Given exercise
Please pick up the passage below about China's stance on the Ukraine crisis and continue writing it from its last sentence.

The leadership in Beijing must be secretly delighted watching the struggle between Russia and the West. The Ukraine crisis can seriously poison Moscow’s relations with Washington and Brussels for a long time to come, thus reducing their mutual ability to coordinate policies on the major issues in world politics. One of such issues, perhaps the most important among them, concerns geopolitical risks associated with the rise of China.

 

Up to the present, Russia has pursued a very balanced policy toward its giant Asian neighbor. Although the Chinese side has recently been increasingly signaling that it would like closer strategic ties with Russia, even an alliance perhaps, Moscow would not cross the line that would transform their current “strategic partnership” into a full-blown geopolitical bloc. In particular, Russia was not ready to back China’s assertive stance on the territorial disputes in East Asia.

 

Political and economic sanctions, which are now being threatened against Russia by the West, will inevitably push Moscow toward Beijing. This, in turn, will reinforce the Middle Kingdom’s strategic positions in Asia. Having acquired Russia as a safe rear area, as well as access to its natural resources and military technologies, China would feel far more confident in its rivalry with the United States for primacy in the Asia-Pacific.  

 

China’s response to the recent developments around Ukraine is telling. Throughout the crisis the Chinese media have tended to blame the Western meddling for what was happening there. After Russia declared its readiness to use military force, the PRC’s Foreign  Ministry urged  “the relevant parties in Ukraine to resolve their internal disputes peacefully within the legal framework so as to safeguard the lawful rights and interests of all ethnic communities in Ukraine,”[1] with no sign of condemnation of the Russian takeover of the Crimea. According to the Russian Ministry of Foreign Affairs, the phone conversation of Russian FM Sergey Lavrov and his Chinese counterpart Wang Yi showed “a considerable convergence of Russian and Chinese views” with regard to the Ukraine events[2]. China’s official press commentary are quite sympathetic with Moscow, stressing that Putin’s determination to protect the interests of Russia and Russian-speaking citizens is “quite understandable.”[3]

 

Such a stance by China can be interpreted as nothing other than benevolent neutrality toward Moscow. One may suspect that, in exchange China would expect from Russia the same kind of “benevolent neutrality” regarding its actions in East Asia and the Western Pacific.

Data listing
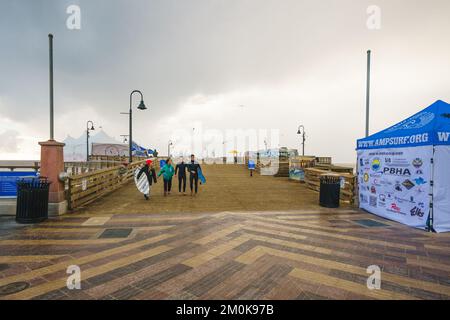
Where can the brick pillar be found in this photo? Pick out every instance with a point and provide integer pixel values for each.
(52, 164)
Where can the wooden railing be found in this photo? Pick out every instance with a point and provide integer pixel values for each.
(348, 183)
(88, 187)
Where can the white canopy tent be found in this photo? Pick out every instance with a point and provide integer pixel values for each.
(404, 170)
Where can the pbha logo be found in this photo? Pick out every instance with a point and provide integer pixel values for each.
(395, 208)
(397, 171)
(417, 163)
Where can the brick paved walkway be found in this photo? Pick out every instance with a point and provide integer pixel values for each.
(225, 252)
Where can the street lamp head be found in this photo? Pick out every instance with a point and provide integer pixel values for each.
(142, 106)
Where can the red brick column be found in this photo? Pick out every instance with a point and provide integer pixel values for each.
(52, 164)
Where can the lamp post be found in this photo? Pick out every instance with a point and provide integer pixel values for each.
(87, 137)
(368, 92)
(130, 113)
(125, 140)
(170, 143)
(302, 132)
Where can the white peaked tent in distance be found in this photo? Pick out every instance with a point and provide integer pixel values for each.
(404, 170)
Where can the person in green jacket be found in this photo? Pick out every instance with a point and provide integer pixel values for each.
(167, 171)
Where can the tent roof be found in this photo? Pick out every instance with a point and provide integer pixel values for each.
(430, 126)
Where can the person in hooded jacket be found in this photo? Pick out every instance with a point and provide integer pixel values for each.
(150, 172)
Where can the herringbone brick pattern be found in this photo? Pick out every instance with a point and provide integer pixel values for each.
(223, 253)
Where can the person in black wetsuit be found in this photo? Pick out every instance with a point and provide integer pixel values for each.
(193, 167)
(180, 169)
(151, 176)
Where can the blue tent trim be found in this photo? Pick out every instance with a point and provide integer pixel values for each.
(430, 126)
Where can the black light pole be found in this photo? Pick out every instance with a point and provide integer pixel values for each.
(140, 107)
(170, 143)
(50, 50)
(87, 137)
(368, 93)
(302, 132)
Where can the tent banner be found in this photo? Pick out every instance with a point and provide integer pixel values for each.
(109, 149)
(394, 183)
(441, 189)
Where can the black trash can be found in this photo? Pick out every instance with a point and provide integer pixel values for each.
(330, 188)
(32, 200)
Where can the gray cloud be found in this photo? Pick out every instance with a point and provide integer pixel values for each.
(173, 50)
(9, 141)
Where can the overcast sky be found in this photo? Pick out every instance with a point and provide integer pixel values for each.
(219, 64)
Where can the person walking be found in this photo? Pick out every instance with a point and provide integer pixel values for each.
(167, 171)
(193, 168)
(180, 170)
(150, 172)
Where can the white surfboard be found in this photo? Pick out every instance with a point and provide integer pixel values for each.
(141, 183)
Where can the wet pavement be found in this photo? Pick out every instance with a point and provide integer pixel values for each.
(242, 246)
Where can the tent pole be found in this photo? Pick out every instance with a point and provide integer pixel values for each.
(432, 194)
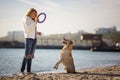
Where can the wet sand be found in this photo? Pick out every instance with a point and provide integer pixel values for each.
(104, 73)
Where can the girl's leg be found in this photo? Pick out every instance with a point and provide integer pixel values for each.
(29, 65)
(23, 64)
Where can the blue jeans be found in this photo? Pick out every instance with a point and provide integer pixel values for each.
(30, 46)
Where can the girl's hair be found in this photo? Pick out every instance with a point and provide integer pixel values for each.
(28, 13)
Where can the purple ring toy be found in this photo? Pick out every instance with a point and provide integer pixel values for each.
(43, 19)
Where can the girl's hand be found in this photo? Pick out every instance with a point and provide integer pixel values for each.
(39, 33)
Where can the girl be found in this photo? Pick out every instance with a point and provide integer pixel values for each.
(30, 33)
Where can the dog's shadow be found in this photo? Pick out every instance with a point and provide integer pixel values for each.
(91, 73)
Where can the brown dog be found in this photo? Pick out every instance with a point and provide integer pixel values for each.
(66, 57)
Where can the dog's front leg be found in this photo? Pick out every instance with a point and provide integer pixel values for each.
(57, 64)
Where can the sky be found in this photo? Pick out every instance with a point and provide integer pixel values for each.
(62, 15)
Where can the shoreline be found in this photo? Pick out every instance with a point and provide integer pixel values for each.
(102, 73)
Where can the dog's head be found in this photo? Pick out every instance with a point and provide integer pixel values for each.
(67, 43)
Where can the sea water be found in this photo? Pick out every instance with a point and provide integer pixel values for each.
(45, 59)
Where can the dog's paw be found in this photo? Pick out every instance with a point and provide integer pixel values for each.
(55, 67)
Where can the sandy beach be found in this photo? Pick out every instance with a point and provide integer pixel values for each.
(104, 73)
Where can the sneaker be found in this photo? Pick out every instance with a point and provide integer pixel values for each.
(21, 74)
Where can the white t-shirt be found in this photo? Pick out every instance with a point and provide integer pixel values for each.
(30, 27)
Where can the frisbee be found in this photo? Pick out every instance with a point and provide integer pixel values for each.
(40, 17)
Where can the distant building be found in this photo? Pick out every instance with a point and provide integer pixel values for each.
(105, 30)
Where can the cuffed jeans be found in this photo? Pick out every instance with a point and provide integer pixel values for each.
(30, 46)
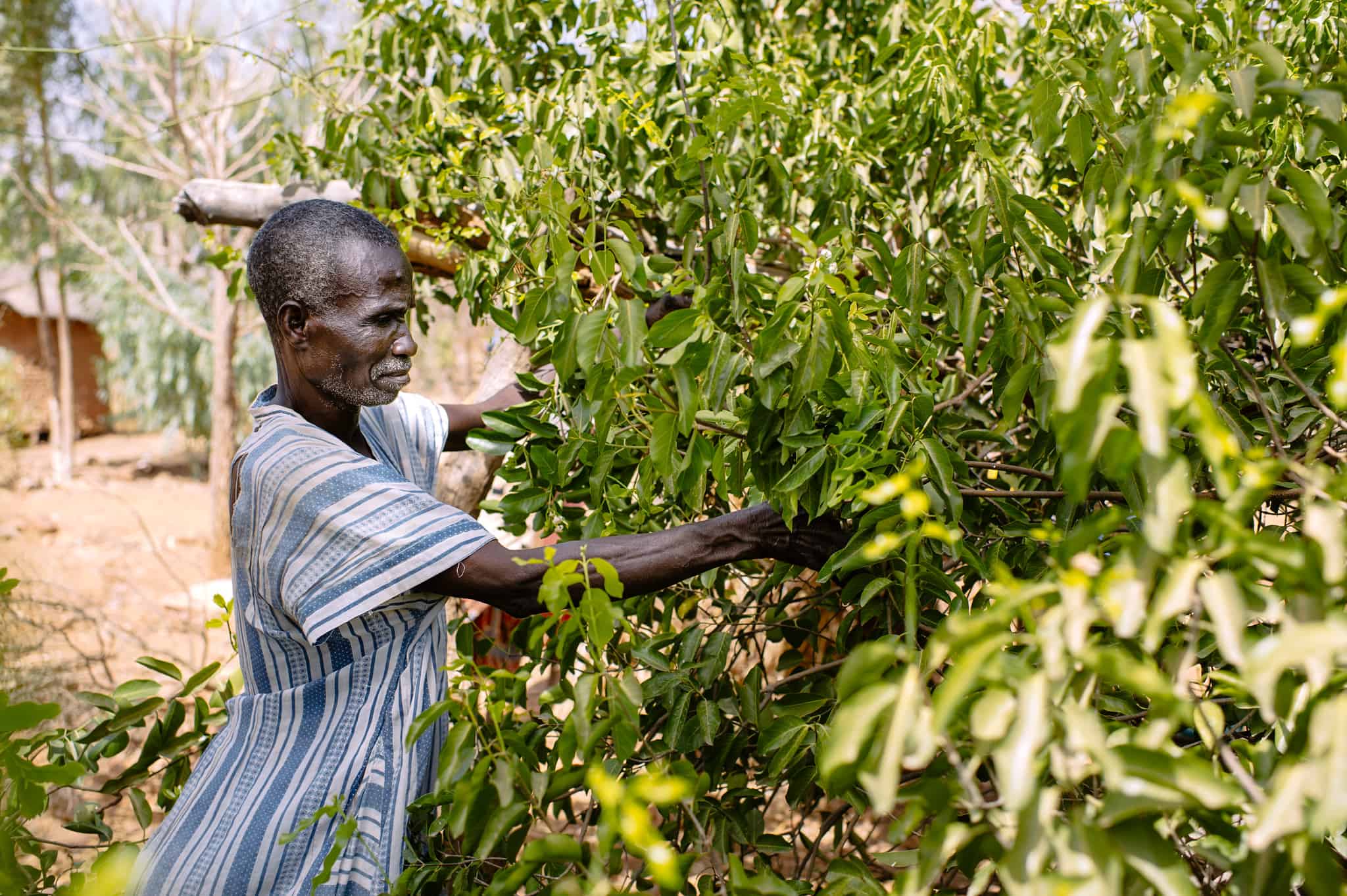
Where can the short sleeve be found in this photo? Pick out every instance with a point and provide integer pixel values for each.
(344, 534)
(412, 431)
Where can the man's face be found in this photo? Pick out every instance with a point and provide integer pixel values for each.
(361, 346)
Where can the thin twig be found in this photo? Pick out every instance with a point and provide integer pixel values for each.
(806, 673)
(964, 396)
(1098, 496)
(1263, 406)
(1015, 469)
(691, 124)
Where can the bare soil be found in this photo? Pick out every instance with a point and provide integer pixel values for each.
(114, 567)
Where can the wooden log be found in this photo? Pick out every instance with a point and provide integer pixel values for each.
(205, 200)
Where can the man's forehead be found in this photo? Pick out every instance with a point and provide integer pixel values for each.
(364, 264)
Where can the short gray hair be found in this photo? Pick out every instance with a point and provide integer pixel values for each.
(295, 254)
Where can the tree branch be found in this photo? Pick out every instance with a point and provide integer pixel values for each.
(964, 396)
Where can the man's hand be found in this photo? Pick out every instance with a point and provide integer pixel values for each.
(810, 544)
(666, 303)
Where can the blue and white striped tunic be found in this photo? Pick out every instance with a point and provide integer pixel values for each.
(337, 659)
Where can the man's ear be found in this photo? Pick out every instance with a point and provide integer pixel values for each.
(293, 323)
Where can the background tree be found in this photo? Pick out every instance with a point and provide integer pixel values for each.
(1050, 308)
(191, 101)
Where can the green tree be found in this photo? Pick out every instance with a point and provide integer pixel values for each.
(37, 77)
(1050, 308)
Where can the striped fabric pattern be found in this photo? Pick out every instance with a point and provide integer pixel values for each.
(337, 659)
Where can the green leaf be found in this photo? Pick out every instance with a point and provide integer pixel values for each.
(1047, 216)
(663, 436)
(803, 471)
(943, 475)
(199, 678)
(1152, 857)
(160, 667)
(1081, 140)
(425, 720)
(631, 323)
(141, 806)
(597, 613)
(135, 690)
(625, 257)
(1313, 197)
(708, 721)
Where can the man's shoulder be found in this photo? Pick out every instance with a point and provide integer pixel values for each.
(289, 440)
(408, 411)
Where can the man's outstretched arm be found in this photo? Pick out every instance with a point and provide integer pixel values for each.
(644, 563)
(466, 417)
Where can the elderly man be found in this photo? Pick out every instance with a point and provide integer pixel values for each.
(341, 564)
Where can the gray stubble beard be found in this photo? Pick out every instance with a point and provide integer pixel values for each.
(370, 396)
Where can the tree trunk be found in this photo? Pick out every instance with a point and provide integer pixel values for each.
(62, 438)
(224, 410)
(205, 200)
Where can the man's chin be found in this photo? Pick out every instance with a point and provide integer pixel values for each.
(380, 392)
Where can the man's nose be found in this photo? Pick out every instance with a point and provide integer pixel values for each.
(406, 346)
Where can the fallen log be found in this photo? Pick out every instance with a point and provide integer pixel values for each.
(205, 200)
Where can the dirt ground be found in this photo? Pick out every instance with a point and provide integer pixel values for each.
(118, 565)
(114, 567)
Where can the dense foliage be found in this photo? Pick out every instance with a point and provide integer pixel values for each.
(132, 747)
(1047, 308)
(1051, 310)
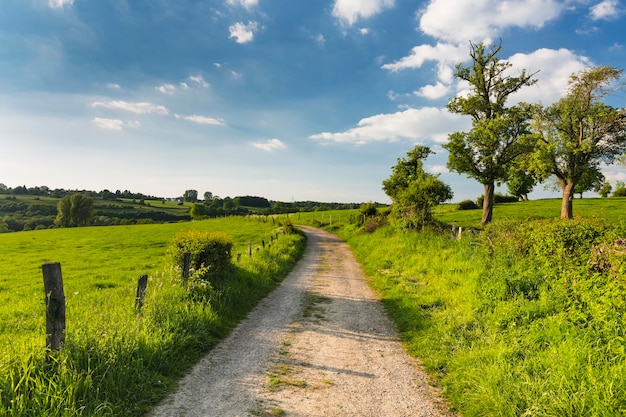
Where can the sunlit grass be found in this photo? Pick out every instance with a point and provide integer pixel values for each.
(116, 361)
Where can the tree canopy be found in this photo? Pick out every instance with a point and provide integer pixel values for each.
(578, 132)
(499, 134)
(413, 191)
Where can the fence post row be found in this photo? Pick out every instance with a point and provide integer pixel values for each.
(55, 305)
(142, 284)
(186, 265)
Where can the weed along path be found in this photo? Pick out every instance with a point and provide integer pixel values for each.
(319, 345)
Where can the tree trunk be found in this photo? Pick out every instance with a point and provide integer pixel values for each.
(567, 202)
(488, 203)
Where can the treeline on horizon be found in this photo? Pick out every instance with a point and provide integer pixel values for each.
(25, 208)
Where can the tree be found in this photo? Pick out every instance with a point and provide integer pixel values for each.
(578, 132)
(499, 134)
(591, 180)
(605, 190)
(520, 183)
(74, 210)
(190, 196)
(413, 191)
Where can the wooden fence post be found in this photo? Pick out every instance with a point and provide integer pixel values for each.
(186, 265)
(55, 305)
(142, 284)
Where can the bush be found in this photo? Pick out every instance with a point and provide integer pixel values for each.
(498, 198)
(210, 252)
(467, 205)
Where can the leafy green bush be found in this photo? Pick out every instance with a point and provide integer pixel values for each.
(210, 252)
(467, 205)
(498, 198)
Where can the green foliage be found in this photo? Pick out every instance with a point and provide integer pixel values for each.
(499, 134)
(620, 189)
(74, 210)
(116, 362)
(210, 252)
(579, 132)
(414, 192)
(467, 205)
(525, 320)
(605, 189)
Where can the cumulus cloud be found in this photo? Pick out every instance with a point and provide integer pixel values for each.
(606, 10)
(350, 11)
(420, 125)
(433, 91)
(59, 4)
(166, 88)
(270, 145)
(555, 67)
(138, 108)
(459, 21)
(203, 120)
(199, 80)
(109, 124)
(248, 4)
(243, 33)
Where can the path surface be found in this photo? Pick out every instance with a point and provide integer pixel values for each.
(319, 345)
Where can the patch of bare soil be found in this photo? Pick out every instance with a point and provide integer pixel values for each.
(320, 345)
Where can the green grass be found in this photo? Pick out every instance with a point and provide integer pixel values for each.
(513, 328)
(115, 361)
(607, 208)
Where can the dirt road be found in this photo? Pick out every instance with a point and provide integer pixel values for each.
(320, 345)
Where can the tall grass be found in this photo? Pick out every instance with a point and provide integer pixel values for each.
(116, 361)
(527, 320)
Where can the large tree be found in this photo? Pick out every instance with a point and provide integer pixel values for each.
(498, 134)
(413, 191)
(578, 132)
(74, 210)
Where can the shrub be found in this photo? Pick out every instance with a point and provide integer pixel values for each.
(210, 252)
(467, 205)
(498, 198)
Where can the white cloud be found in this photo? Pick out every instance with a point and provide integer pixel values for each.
(270, 145)
(198, 79)
(59, 4)
(433, 91)
(166, 88)
(437, 169)
(138, 108)
(555, 67)
(109, 124)
(243, 33)
(606, 10)
(203, 120)
(248, 4)
(349, 11)
(462, 21)
(428, 123)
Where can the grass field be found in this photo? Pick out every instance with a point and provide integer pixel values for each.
(115, 361)
(523, 319)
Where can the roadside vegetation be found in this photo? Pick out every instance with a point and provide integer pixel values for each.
(521, 317)
(117, 360)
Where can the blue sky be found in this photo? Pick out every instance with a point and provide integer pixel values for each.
(289, 100)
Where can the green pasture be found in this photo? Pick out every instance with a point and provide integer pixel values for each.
(117, 361)
(612, 209)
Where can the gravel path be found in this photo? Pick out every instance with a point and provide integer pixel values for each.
(319, 345)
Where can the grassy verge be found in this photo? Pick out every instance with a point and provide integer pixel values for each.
(526, 319)
(116, 361)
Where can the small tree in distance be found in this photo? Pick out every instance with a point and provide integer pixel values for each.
(413, 191)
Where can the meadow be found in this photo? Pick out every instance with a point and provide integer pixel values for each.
(117, 361)
(524, 317)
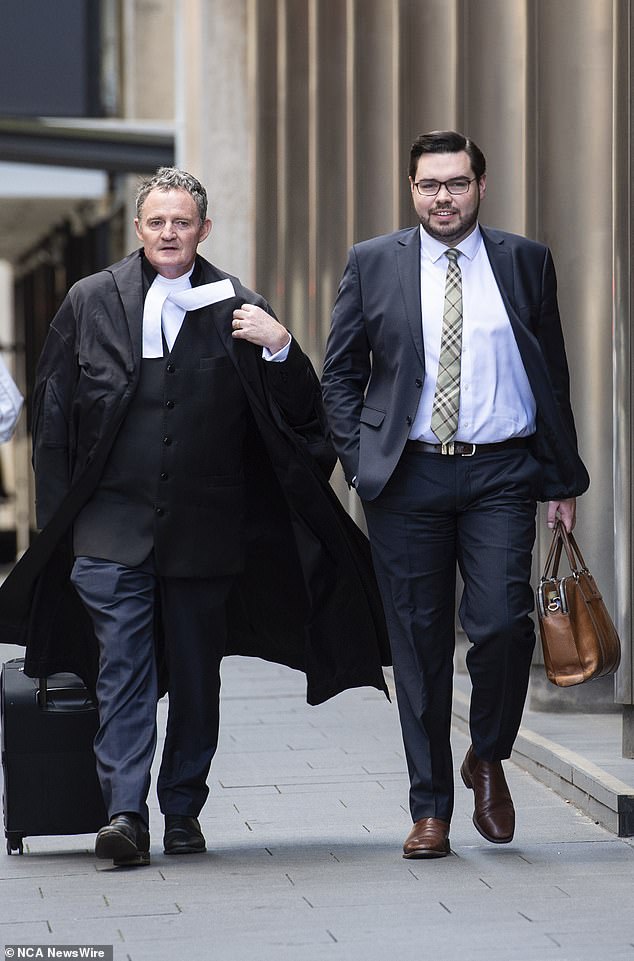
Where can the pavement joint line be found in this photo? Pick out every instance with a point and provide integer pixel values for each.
(600, 795)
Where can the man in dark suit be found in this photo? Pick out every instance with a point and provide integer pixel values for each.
(182, 473)
(446, 387)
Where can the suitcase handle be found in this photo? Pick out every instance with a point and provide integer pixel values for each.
(63, 699)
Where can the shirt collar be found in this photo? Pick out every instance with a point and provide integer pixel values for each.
(433, 249)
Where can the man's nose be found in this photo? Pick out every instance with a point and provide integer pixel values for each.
(443, 193)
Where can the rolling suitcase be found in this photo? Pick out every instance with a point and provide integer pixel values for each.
(48, 763)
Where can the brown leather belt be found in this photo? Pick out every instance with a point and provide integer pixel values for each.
(458, 448)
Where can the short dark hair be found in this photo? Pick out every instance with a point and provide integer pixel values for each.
(446, 141)
(171, 178)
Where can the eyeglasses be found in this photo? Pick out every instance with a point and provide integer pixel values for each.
(429, 188)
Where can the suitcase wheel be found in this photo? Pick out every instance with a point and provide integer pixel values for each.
(14, 842)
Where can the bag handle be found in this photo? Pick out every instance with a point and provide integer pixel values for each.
(566, 541)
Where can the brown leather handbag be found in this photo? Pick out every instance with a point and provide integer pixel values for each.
(578, 637)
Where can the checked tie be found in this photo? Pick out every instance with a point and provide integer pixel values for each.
(444, 416)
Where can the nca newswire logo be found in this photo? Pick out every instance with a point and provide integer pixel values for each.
(94, 952)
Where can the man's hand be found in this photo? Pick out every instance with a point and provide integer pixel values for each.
(565, 511)
(254, 324)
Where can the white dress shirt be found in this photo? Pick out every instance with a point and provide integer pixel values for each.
(496, 400)
(167, 302)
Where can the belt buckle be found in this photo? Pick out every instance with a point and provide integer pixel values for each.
(450, 448)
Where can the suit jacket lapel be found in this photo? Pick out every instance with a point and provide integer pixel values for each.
(408, 267)
(128, 276)
(501, 261)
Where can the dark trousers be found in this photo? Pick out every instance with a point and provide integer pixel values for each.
(478, 513)
(122, 603)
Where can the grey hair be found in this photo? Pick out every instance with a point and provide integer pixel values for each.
(171, 178)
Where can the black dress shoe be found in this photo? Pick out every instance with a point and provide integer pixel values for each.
(125, 839)
(183, 835)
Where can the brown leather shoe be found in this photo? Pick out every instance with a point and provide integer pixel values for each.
(429, 838)
(494, 814)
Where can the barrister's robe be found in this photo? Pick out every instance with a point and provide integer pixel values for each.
(307, 596)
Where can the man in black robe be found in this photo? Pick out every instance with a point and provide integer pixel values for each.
(181, 464)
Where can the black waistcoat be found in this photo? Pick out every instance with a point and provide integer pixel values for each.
(174, 480)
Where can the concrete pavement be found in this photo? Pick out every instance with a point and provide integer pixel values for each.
(304, 824)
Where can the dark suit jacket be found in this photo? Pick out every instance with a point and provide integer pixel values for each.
(306, 596)
(375, 363)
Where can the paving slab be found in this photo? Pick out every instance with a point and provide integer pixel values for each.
(304, 824)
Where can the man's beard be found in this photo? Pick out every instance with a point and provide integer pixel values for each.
(455, 231)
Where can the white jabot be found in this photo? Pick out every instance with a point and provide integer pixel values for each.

Solved problem
 

In the 1990s, Zbigniew Brzezinski likened Eurasia to a grand chess board, emphasizing the geopolitical interconnectedness of various parts of the  supercontinent. That metaphor is now even more valid, with Eurasia being geopolitically interdependent more than ever. What is now occurring in Ukraine and around it will inevitably affect the games being played out on the opposite side of the board, if only because the players are oftentimes the same. This is well understood by some strategists in Washington, who worry that, excessive pressure from the West “may alter the geopolitical balance by putting Russia closer to China.”[4] However, the US has not still made up its mind as to who is America’s top geopolitical foe in this grand chess game – Russia or China?

 

When the US enjoyed its “unipolar moment” in the 1990s and the first half of the 2000s, Washington could easily pursue a dual containment policy – against both Russia and China. Since that time, the balance of power has changed significantly. Now America is hardly in a position to confront two great powers in Eurasia simultaneously.  Americans have to decide which region is more important to them – the post-Soviet Eastern Europe (whose heart is constituted by Ukraine) or East Asia? Today engaging Russia in the battle over eastern Ukraine, the US may, in ten or fifteen years from now, pay the price of losing East Asia.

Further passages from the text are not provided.